SELECTED TEXT

We all remember the scene with Mrs Richards in the Fawlty Towers ‘Communications Problems’ episode. As Basil said: “You can see the sea. It’s over there between the land and the sky”. But of course, not at Rissington. Nor can you see “herds of wildebeest sweeping majestically’’ although we did have once have one here for a couple of weeks. And some zebra too. (It's actually a picture of Arniston from a Rag competition earlier in the year - but what a bad mistake.)
For a reminder of what can be seen from a Torquay hotel window, here’s Basil again. Click on the link. It will make your day : BASIL FAWLTY AND MRS RICHARDS
According to IMDb, John Cleese always said that Mrs Richards was his favourite character in the series. Many years ago, Cleese stayed with us at Cybele, my alma mater as above, for ten days. It was a great challenge for us - a bunch of hoteliers trying desperately not to be anything like Basil Fawlty. We often failed. And still do...
We had a guest from Cape Town staying the other day who bemoaned the fact that we do not have access to Netflix on the TVs in our rooms. Long-term Rissington fans will remember how long it took me to agree to put televisions in at all.
I pointed out to her that she had a huge bouquet of some fifty satellite television channels but she said that nobody in Cape Town watches DStv anymore and that she had forgotten how to use the remote. Sounds more like an operator error to me?
It’s all in the details:
We have been rebranding with our new ® for Rissington logos and here are couple of photos of just how smart that looks.
We have also bought new beds for a number of the rooms and we continue to work on the gardens.
We always take feedback very seriously indeed (although not seriously enough to put in underfloor heating or heated towel rails). We have added a few more interesting dishes to the menus and we have tweaked our ever-popular biscuits in the rooms. Any other suggestions welcome!

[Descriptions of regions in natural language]
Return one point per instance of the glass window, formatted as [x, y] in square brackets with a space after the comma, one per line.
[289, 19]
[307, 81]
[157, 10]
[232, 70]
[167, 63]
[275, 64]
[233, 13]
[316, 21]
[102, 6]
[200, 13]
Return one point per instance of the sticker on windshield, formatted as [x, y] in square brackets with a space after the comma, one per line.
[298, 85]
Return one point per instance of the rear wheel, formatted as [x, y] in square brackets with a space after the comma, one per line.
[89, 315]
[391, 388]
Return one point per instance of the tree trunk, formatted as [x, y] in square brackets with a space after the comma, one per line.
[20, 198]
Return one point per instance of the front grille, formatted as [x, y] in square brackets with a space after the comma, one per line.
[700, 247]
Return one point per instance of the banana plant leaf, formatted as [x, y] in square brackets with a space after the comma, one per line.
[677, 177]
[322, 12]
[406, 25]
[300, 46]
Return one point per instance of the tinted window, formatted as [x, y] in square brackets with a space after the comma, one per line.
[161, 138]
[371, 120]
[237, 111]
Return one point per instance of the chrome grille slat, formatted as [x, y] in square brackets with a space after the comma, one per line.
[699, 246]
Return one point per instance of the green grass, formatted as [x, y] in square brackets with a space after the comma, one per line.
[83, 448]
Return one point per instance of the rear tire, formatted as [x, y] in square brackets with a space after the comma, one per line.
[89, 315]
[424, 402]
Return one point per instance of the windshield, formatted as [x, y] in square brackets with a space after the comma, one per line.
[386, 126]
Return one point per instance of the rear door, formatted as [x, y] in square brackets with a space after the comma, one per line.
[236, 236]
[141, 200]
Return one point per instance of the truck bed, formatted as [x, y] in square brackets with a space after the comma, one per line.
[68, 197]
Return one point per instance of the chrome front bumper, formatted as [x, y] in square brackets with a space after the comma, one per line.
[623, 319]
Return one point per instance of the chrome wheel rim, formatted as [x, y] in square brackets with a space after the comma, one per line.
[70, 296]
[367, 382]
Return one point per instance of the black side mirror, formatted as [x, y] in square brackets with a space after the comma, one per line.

ACTION ITEM A
Answer these questions about the Rissington newsletter, one answer per line:
(i) For how long did John Cleese stay at Cybele?
(ii) Where was the guest who wanted Netflix in her room from?
(iii) Which two additions does the newsletter say feedback will not bring about?
ACTION ITEM B
Proceed with the Rissington newsletter, starting after its final sentence.
You will not need the records for anything here.

YOUR RESPONSE A
(i) Ten days.
(ii) Cape Town.
(iii) Underfloor heating and heated towel rails.

YOUR RESPONSE B
As usual, we ask our guests to be considerate about not hanging their underwear out to dry on the stoeps, especially in the rooms by the gate as it is a very questionable first impression. And also please not to break the loo seats. I am sure they don’t break them at home!
One of the oddest comments this week was that the shower floors are slippery. I mean, I ask you. Really!? But just wait until you see the signs in the next paragraph. …
Saving the planet. And Australia.
After my recent Antipodean trip where I hired and drove a hybrid car for the first time, I am wondering how long it will be before we have to put in a recharging facility for fully electric vehicles at Rissington, although South Africa is certainly lagging behind on that front. I do find the stalker-like silence of electric cars a little unnerving though. I never knew whether my hired RAV4 was on or off and I felt that I should play loud music – obviously Genesis, the greatest rock band on earth; maybe singing Follow you, Follow me, for the irony – to warn pedestrians that we were coming. Although, because this was Australia, there were no jaywalkers anyway. I have never seen such an obedient country. There are signs everywhere. Even on the ski-runs. I couldn’t help thinking that the majority of accidents were probably caused by people distracted by the long wordy signs or baffled by the meaning of the pictures!
Never make the mistake, though, as I have done in recent Rags, of talking about your intention to put in solar power at your home or place of work. You are heading straight for the “My solar panels are bigger than yours” conversation, which never ends. Or not until they have shown you the installation itself or photos of it, demonstrated how they can talk to it on their phone and shown you numerous graphs, buttons and apps which enable them to monitor their battery usage and the minutes of power remaining before the system bombs out due to overcast weather, leaving them stranded in a WiFi-less mediaeval world of candles and cold water.
Inn-Spirations – the Spa at Rissington
The Rissington Spa is operating at full tilt, so I would recommend booking a treatment in advance to be sure of a spot. Charlotte has nine people booked for the day on which I am typing this. It is a wonderful innovation for us (and far more exciting than televisions or Netflix). We now even have bath robes and slippers available for those who would like them.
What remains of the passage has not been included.